* start DOCUMENT PASSAGE *

Bits, Math and Performance(?): 2013

Saturday 28 September 2013

Determining the cardinality of a set described by a mask and bounds

In other words, calculating this \begin{equation} | \left\{ x | (x \& m) = v \land x \ge a \land x \le b \right\} | \end{equation}

A BDD (which haroldbot uses to solve this) has no trouble with that at all, but the structure the problem is so nice that I thought it should be possible to do better. And it is, though the solution I'm about to present is probably far from optimal. I don't know how to significantly improve on it, but I just get a very non-scientific gut-feeling that there should be a fundamentally better way to do it.

* end DOCUMENT PASSAGE *

◆ TASK A
Answer these questions about the post on set cardinality:
(i) On what date was the post published?
(ii) What does haroldbot use to solve the problem?
(iii) How does the post judge the solution it is about to present?

* start LISTED ENTRIES *

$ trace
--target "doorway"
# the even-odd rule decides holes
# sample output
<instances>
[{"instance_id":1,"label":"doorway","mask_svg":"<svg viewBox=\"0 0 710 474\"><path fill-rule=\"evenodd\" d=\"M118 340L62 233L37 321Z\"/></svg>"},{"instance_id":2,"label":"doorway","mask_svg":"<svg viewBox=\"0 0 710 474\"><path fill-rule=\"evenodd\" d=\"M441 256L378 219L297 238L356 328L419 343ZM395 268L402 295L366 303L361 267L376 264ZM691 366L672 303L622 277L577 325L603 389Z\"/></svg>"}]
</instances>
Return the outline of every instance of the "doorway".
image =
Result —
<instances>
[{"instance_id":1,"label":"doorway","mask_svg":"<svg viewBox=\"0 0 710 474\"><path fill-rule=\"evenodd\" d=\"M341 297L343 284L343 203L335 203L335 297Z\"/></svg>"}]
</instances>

* end LISTED ENTRIES *

◆ TASK B
Transcribe every line of the dataset entries above exactly, changing nothing.

◆ WRITTEN ANSWER A
(i) Saturday 28 September 2013
(ii) A BDD
(iii) It says the solution is probably far from optimal.

◆ WRITTEN ANSWER B
$ trace
--target "doorway"
# the even-odd rule decides holes
# sample output
<instances>
[{"instance_id":1,"label":"doorway","mask_svg":"<svg viewBox=\"0 0 710 474\"><path fill-rule=\"evenodd\" d=\"M118 340L62 233L37 321Z\"/></svg>"},{"instance_id":2,"label":"doorway","mask_svg":"<svg viewBox=\"0 0 710 474\"><path fill-rule=\"evenodd\" d=\"M441 256L378 219L297 238L356 328L419 343ZM395 268L402 295L366 303L361 267L376 264ZM691 366L672 303L622 277L577 325L603 389Z\"/></svg>"}]
</instances>
Return the outline of every instance of the "doorway".
image =
Result —
<instances>
[{"instance_id":1,"label":"doorway","mask_svg":"<svg viewBox=\"0 0 710 474\"><path fill-rule=\"evenodd\" d=\"M341 297L343 284L343 203L335 203L335 297Z\"/></svg>"}]
</instances>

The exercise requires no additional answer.